# The problem
Your answer should be one number: how many lines below hold the word "grass".

# Records for the task

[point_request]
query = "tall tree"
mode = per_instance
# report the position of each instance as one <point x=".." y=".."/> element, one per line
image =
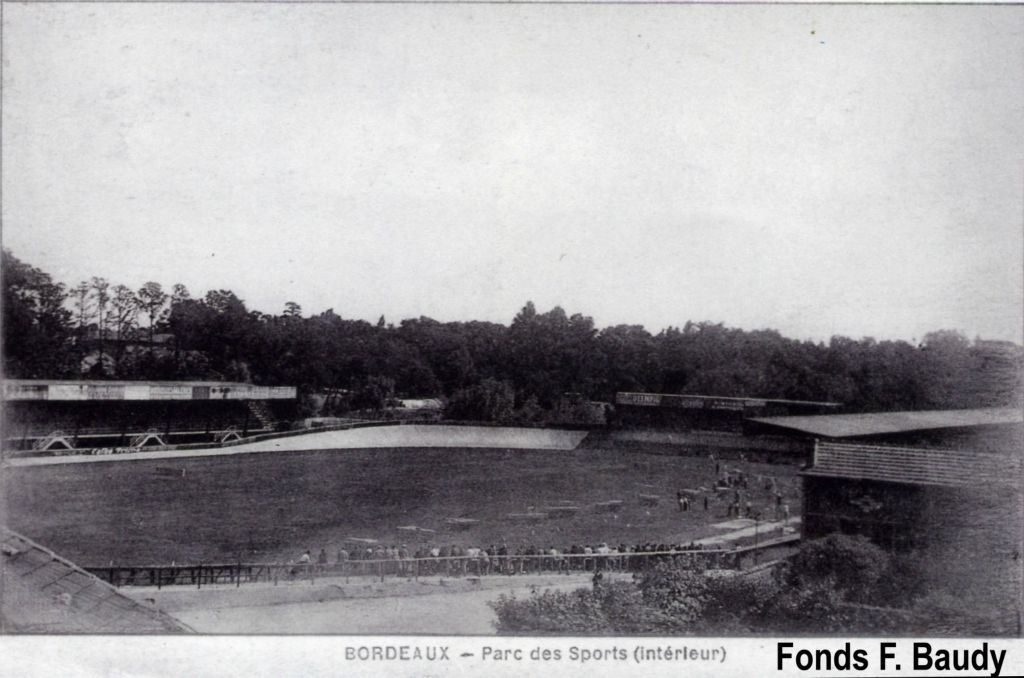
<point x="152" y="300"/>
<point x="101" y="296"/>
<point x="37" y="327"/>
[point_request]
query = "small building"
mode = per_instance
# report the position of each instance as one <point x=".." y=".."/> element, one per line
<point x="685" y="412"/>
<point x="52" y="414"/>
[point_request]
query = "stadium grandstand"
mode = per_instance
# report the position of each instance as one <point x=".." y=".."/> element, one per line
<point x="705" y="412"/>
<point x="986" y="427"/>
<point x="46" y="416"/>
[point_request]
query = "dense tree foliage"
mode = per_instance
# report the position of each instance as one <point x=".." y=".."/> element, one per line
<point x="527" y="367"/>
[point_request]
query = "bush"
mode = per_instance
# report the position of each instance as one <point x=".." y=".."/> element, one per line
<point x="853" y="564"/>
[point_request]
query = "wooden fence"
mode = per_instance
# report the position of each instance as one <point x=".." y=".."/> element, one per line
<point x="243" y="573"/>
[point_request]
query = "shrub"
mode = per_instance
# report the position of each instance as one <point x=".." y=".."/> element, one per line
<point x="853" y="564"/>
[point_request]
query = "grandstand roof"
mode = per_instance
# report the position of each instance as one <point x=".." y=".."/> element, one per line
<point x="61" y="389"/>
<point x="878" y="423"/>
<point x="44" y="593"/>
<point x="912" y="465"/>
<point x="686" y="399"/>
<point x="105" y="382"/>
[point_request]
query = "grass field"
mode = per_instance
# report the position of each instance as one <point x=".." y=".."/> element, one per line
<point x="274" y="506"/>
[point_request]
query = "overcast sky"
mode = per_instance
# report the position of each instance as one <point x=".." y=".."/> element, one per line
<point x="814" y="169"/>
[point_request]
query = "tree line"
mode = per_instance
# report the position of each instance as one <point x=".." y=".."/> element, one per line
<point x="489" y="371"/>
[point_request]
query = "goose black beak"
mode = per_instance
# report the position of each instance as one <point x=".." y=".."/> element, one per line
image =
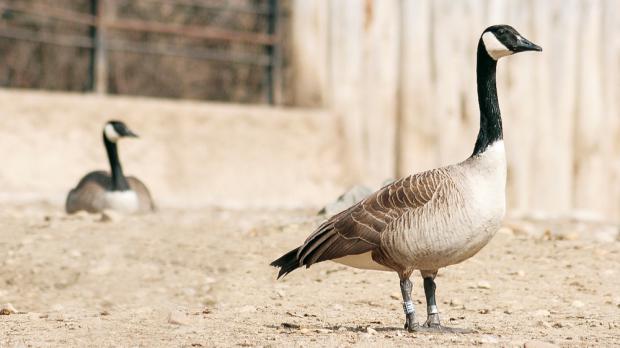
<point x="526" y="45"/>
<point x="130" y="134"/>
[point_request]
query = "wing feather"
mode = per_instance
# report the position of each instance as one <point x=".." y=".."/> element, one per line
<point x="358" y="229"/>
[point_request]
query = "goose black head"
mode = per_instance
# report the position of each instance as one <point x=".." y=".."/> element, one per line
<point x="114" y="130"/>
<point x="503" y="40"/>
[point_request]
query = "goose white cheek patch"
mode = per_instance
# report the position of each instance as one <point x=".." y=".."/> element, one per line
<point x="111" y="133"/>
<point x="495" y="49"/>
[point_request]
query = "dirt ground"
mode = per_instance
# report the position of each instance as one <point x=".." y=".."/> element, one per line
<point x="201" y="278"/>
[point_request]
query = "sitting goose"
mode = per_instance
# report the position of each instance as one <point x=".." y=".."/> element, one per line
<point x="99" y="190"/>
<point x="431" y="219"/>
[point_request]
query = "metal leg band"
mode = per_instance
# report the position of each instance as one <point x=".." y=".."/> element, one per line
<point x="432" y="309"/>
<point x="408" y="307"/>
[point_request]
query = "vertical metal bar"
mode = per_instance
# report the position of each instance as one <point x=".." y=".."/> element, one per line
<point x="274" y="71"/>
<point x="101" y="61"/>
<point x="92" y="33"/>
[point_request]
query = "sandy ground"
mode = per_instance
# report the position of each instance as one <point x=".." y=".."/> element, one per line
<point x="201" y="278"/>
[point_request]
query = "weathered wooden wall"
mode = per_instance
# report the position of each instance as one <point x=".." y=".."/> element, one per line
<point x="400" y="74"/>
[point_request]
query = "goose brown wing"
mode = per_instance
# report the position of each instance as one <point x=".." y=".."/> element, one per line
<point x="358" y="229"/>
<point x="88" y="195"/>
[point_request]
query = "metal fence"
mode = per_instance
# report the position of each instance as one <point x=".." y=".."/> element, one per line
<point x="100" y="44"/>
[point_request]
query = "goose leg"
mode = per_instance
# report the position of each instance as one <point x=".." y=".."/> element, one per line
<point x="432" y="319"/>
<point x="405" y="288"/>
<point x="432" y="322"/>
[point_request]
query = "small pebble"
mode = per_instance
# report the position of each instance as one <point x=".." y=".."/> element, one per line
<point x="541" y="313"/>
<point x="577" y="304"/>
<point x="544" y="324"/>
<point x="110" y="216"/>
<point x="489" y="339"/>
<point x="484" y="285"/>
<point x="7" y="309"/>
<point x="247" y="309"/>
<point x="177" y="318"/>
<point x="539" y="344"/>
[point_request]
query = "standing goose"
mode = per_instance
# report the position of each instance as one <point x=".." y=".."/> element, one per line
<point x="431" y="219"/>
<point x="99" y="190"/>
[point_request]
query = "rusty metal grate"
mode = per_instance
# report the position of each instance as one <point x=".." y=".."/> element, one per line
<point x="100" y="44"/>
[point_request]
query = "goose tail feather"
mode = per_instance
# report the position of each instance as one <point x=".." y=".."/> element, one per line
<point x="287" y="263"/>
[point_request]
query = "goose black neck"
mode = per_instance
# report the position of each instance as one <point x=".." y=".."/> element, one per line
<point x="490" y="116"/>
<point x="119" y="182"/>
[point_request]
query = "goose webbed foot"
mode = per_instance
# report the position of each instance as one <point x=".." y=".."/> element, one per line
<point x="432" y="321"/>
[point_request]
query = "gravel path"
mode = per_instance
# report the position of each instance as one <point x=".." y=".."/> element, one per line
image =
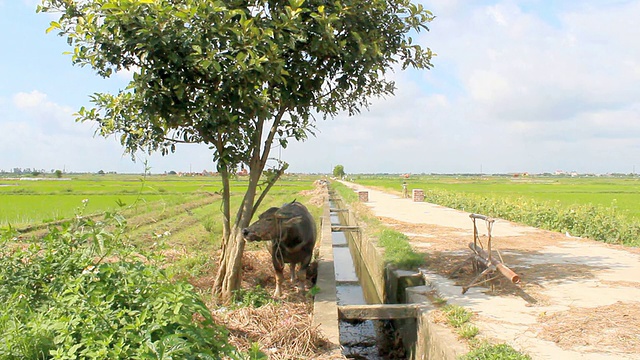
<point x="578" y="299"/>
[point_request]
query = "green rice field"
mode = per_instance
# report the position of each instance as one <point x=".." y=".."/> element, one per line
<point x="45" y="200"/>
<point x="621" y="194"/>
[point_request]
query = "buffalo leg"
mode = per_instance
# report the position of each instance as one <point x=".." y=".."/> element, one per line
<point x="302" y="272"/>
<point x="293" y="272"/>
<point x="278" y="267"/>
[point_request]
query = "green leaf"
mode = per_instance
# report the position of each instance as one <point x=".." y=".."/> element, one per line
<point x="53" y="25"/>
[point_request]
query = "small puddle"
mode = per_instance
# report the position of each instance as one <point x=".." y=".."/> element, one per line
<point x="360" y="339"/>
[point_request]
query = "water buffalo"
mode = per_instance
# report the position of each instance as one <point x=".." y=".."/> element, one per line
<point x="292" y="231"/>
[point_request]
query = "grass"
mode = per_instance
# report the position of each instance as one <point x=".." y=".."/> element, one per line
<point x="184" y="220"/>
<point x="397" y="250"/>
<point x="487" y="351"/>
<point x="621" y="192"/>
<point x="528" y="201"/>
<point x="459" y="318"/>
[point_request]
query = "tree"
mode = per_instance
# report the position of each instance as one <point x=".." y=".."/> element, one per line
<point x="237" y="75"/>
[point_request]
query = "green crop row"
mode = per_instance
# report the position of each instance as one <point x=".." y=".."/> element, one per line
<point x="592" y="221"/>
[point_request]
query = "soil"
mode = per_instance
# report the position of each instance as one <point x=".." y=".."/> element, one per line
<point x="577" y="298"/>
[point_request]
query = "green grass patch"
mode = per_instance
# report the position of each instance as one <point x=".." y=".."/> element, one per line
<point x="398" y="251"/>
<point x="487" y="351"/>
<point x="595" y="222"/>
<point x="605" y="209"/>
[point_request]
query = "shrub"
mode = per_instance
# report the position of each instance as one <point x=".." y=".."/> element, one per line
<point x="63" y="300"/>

# Exercise result
3